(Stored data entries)

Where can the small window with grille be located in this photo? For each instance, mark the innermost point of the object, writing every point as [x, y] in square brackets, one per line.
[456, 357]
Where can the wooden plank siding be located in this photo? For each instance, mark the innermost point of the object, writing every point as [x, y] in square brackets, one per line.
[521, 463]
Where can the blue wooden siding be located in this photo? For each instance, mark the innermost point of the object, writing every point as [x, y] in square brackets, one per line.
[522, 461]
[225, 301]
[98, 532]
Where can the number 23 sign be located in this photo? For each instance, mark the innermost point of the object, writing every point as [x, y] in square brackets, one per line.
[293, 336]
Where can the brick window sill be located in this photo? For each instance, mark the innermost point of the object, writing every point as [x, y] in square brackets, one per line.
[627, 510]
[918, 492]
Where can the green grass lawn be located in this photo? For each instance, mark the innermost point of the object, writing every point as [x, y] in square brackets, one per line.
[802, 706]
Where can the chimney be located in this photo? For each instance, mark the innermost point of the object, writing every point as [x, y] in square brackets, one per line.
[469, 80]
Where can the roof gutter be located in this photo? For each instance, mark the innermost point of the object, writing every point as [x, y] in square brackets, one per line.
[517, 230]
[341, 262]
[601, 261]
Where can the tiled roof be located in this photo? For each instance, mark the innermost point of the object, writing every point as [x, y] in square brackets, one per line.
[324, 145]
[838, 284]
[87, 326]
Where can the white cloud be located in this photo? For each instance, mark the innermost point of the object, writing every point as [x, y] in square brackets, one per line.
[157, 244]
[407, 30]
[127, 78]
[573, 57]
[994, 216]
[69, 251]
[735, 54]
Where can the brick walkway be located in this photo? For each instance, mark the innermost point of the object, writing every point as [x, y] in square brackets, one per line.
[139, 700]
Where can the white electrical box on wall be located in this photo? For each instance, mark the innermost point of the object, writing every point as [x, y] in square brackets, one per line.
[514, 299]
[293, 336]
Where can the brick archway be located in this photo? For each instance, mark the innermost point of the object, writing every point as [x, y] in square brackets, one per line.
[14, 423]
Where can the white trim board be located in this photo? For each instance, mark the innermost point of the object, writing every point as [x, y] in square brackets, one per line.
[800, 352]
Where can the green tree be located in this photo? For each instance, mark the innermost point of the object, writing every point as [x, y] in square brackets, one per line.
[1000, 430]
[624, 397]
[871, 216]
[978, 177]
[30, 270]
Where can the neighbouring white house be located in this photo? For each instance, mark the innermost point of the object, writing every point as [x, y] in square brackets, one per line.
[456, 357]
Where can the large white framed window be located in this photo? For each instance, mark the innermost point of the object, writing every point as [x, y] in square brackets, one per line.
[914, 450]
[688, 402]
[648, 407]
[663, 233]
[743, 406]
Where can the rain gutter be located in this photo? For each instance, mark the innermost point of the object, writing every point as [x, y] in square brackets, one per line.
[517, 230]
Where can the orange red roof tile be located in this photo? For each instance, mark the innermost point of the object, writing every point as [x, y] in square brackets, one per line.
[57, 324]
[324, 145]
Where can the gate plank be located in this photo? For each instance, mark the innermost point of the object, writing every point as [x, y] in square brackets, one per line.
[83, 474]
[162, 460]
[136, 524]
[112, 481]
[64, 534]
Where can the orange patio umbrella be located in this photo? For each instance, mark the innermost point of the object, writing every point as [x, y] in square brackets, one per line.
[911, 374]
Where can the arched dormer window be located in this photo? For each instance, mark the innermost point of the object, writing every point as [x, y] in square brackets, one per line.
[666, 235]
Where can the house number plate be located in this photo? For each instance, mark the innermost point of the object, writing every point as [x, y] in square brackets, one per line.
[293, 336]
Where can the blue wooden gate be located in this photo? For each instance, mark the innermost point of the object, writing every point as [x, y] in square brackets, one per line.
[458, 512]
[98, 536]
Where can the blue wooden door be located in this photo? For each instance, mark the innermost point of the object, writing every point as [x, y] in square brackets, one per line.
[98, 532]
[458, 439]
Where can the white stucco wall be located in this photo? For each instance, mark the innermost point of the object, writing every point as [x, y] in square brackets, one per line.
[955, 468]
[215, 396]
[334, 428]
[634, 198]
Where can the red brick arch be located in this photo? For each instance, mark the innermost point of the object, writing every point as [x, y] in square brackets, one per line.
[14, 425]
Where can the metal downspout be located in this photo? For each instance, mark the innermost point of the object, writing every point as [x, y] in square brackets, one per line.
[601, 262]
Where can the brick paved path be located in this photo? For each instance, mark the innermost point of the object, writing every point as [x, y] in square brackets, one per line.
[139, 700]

### Problem description
Word for word, return all of the records.

### Solution for this task
Where can the small window with grille be located in this photo? For each instance, mark the innermost point of the object, writing every point as [x, y] in square brackets, one per line.
[456, 357]
Where can the wooden plank siding be located in this photo? For each instance, mark the innermost point of the object, writing every point as [x, y] in square brackets, one per line.
[521, 463]
Where can the blue wooden siding be located in this photo? For each instance, mark the innermost point of the object, writing every point as [x, y] in square brackets, one per line.
[522, 461]
[225, 301]
[98, 532]
Where can the number 23 sign be located in this photo? For each instance, mark the innermost point of the object, writing every point as [x, y] in square brackets, one per line.
[293, 336]
Where can the brick window sill be located in this photo? For each instance, mark the innermost point of the object, writing every point as [x, y] in square brackets, one per line.
[627, 510]
[918, 492]
Where can the green grass lawn be located in this photo? For each instance, mark the innermost point of the object, writing every point as [x, y] in square brackets, one per line.
[802, 706]
Where can the chimney be located in this photo? For each instance, mark the innermost point of the object, writing every point as [x, y] in square brackets, one per line.
[469, 80]
Where can the roof gutter be located in this photo? For each instance, mark the innermost point of the object, writing every point as [x, y] in square brackets, one per line.
[517, 230]
[341, 262]
[601, 261]
Where can the tiled roof be located in this photo? For each instance, mark the innermost point of the object, writing every point as [x, y] in square brackets, one per line.
[324, 145]
[838, 284]
[87, 326]
Where can the white cloud be located in this photo? For each instance, mark the innermost point of the object, writing every point as [x, y] in square brackets, one per line.
[157, 244]
[407, 30]
[127, 78]
[573, 57]
[994, 216]
[69, 251]
[735, 54]
Where can the brick walkway be located in this photo? For each instance, mark the innermost point of the object, writing every point as [x, y] in square brackets, one per line.
[139, 700]
Where can the white electrical box on wall be located in this photo? For each instance, mark the innermost point of the object, writing every point as [x, y] in square brackets, one per line.
[514, 299]
[293, 336]
Where can the brick archway be located in this photo? For each instance, mark the innermost point of the object, writing every point as [x, y] in square brackets, one per line.
[14, 423]
Where can the white trim board be located in this photo? For each instance, mark the innermost point of the object, writing every point as [x, y] in square brackets, one per line.
[800, 352]
Where can the green tree be located in this photo? For each instance, mark the innermost point of the object, writing every point as [x, y] in square brackets, one per line.
[1000, 430]
[624, 397]
[871, 216]
[978, 177]
[30, 270]
Where can the neighbouring white house be located in this photo? For each instance, mark the innermost point of the object, writing every point as [x, y] in square brackets, one per line.
[456, 357]
Where can the large white framed window be located in this photo? For each instance, mark the innermost point of the object, writing every point as [x, y] in square brackets, one per line.
[914, 450]
[688, 402]
[648, 407]
[663, 233]
[743, 406]
Where can the rain gutter be located in this photo? For each instance, mark the innermost point of the object, writing every point as [x, y] in square brackets, one per line.
[517, 230]
Where can the orange red roof tile be located in this photo? For each instance, mark the innermost point of the object, writing every point as [x, y] in square brackets, one per line.
[57, 324]
[324, 145]
Where can the gate plank be located in this photo? For each instance, mark the innermost point of the object, writing every point as [x, y] in square brackets, one per line.
[83, 474]
[162, 460]
[136, 524]
[112, 481]
[64, 534]
Where can the orange patio umbrella be located in this photo? For each instance, mark the innermost point of the object, writing every point as [x, y] in square brackets, one per line.
[911, 374]
Where can the arched dormer window be located in this photo? For each instance, mark the innermost point of the object, writing every point as [x, y] in square brackets, one per line.
[666, 235]
Where can the house number plate be located in this photo? For each instance, mark the innermost point of the object, writing every point as [x, y] in square brackets, one per line.
[293, 336]
Where can the blue wooden gate be located in this photo? For each instance, mark the innermost point of the object, writing every point as [x, y] in square brackets, one per line.
[458, 512]
[98, 536]
Where can the blue wooden door be located in this photo? For each instance, mark the innermost point of the object, writing every point as [x, y] in square brackets, one per line.
[98, 532]
[458, 439]
Where can the white stucco wall be located in this photo? For each instance, mark the innermost point of the object, writing every point as [x, y] in square brackets, one per line.
[955, 468]
[215, 396]
[334, 428]
[634, 198]
Where can the red brick arch be located in this photo? For each instance, mark the innermost point of the object, writing every point as [x, y] in square brackets, one per line.
[14, 425]
Where can the metal downspout be located in this photo? For each instance, mark the innermost point of the object, writing every point as [x, y] in square brackets, one per line.
[601, 262]
Where can the brick paved path be located in this photo? For each instance, mark the innermost point of the object, writing every point as [x, y] in square brackets, one per line.
[139, 700]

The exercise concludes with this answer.